[Point-per-instance localization data]
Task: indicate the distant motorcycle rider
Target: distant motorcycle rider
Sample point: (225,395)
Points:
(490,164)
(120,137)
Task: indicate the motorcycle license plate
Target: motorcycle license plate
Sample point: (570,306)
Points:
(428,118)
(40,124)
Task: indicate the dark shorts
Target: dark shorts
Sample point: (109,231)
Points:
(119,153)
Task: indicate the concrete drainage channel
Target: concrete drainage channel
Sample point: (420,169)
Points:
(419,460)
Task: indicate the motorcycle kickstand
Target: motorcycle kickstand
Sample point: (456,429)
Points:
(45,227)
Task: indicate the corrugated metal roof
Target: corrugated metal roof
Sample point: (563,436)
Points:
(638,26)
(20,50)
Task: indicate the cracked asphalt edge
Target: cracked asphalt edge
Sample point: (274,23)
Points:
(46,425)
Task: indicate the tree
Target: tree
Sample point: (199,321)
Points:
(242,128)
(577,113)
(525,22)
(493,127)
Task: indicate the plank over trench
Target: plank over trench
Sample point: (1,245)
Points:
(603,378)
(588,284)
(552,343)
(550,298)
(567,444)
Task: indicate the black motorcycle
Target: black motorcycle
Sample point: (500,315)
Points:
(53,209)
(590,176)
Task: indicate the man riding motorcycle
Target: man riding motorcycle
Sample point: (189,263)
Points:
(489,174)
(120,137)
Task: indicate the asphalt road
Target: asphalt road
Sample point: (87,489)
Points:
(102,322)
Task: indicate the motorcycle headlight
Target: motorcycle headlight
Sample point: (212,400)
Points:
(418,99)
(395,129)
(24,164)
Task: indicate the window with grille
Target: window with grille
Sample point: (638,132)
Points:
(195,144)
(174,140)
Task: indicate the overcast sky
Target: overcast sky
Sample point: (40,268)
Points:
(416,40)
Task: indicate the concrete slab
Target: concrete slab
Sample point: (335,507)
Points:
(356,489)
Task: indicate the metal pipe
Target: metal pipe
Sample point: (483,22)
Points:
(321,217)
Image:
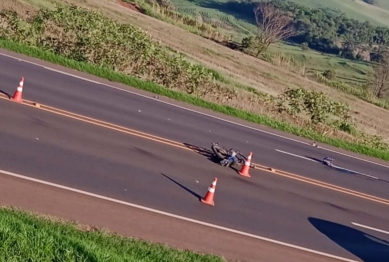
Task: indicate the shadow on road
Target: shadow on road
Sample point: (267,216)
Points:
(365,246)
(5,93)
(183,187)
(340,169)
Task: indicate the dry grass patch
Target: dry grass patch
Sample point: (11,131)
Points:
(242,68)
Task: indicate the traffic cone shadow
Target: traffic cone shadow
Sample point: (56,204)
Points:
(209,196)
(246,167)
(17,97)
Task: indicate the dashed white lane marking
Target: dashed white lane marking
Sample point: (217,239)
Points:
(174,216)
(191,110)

==

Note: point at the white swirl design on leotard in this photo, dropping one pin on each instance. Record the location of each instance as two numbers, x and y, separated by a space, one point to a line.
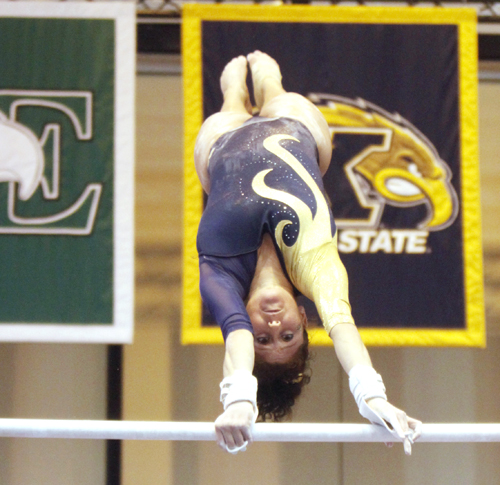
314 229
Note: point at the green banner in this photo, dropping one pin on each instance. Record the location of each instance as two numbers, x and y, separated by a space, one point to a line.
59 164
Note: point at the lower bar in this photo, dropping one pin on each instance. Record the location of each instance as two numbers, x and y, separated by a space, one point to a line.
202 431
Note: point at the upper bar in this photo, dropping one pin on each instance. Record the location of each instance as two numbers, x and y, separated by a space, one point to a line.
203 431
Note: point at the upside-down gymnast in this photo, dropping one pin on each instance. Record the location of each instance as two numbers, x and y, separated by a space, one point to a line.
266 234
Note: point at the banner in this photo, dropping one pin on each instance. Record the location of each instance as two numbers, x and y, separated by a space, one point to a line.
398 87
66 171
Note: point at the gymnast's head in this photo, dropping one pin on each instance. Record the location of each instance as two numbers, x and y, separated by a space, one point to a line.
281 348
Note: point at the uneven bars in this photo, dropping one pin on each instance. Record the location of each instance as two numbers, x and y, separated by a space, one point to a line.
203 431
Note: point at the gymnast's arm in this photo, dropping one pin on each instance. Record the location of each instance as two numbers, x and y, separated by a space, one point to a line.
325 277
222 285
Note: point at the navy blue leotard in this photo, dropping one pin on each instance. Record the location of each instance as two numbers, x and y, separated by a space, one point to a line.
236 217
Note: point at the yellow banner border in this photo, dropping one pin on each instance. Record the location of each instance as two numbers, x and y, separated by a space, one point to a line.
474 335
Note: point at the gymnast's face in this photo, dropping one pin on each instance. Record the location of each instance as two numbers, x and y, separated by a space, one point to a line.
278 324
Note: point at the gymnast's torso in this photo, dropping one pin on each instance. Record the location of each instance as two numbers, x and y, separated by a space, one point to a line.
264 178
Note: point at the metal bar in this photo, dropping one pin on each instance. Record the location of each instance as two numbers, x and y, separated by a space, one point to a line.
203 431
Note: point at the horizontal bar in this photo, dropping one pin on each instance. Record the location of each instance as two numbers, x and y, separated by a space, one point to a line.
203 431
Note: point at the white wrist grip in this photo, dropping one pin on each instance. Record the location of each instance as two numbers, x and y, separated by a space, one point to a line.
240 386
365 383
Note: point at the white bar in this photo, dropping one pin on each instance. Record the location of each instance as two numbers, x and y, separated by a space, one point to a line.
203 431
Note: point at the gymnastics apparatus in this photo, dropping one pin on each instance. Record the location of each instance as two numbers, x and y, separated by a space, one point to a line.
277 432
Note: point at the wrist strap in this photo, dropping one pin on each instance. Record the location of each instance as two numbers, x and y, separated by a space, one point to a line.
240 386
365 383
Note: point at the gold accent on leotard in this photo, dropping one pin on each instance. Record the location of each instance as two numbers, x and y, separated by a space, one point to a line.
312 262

EXERCISE INSTRUCTIONS | Copy out the range of lines above starting at the line with "Task: indicate the distant motorcycle rider" and ending at the line with "Task: indicate the corrugated metal roof", exactly and including both.

THE COMPLETED TASK |
Task: indicate the distant motorcycle rider
Target: distant motorcycle rider
Sample point: (225,395)
Points:
(490,164)
(120,137)
Task: indicate the motorcycle license plate
Target: motorcycle license plate
Sample point: (570,306)
Points:
(428,118)
(40,124)
Task: indicate the dark shorts
Target: dark shorts
Sample point: (109,231)
Points:
(119,153)
Task: indicate the concrete drainage channel
Target: concrete drainage channel
Sample point: (420,169)
Points:
(419,460)
Task: indicate the motorcycle kickstand
Target: motorcycle kickstand
Sample point: (456,429)
Points:
(45,227)
Task: indicate the corrugated metal roof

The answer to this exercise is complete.